Work to be completed
Render as a numbered list the portion of the data below that begins with the line containing "In the picture above, where can the blurred" and runs through the end of the data, including both the first and the last line. Leave out any blank lines.

Raw records
--------------------
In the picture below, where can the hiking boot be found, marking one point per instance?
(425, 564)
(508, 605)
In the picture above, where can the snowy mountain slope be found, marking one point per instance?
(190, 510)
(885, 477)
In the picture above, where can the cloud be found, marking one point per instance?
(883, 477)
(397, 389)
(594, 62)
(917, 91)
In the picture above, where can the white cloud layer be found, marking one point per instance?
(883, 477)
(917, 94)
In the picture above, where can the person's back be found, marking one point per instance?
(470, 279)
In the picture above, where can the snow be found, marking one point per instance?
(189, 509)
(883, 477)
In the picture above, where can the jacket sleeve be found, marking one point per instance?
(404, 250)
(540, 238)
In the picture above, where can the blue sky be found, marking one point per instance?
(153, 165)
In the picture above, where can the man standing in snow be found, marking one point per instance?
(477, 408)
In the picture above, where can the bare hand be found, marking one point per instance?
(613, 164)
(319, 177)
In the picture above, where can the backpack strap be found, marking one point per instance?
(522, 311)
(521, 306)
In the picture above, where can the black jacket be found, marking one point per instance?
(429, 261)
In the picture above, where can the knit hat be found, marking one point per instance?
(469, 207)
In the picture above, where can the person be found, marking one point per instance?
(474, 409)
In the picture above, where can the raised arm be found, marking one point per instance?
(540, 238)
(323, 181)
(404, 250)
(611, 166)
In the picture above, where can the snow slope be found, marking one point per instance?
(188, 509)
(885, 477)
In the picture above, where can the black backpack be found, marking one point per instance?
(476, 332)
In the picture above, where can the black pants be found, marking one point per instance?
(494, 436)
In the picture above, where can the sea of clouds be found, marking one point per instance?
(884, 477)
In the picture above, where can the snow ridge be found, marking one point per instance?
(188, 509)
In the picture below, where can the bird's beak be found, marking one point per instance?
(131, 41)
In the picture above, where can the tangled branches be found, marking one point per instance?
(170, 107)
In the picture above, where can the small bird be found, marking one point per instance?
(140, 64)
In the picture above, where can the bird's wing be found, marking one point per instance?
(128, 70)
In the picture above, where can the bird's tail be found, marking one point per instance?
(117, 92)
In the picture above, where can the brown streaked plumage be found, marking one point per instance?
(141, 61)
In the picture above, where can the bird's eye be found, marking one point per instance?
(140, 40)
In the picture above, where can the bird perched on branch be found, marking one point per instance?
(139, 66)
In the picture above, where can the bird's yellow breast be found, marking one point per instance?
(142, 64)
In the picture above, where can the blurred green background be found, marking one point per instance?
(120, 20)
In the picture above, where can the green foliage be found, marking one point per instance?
--------------------
Finished exercise
1. In the picture above, where can the blurred green background be found, marking one point per instance?
2. (120, 20)
3. In the picture above, where can the green foliage be found, marking one point per instance?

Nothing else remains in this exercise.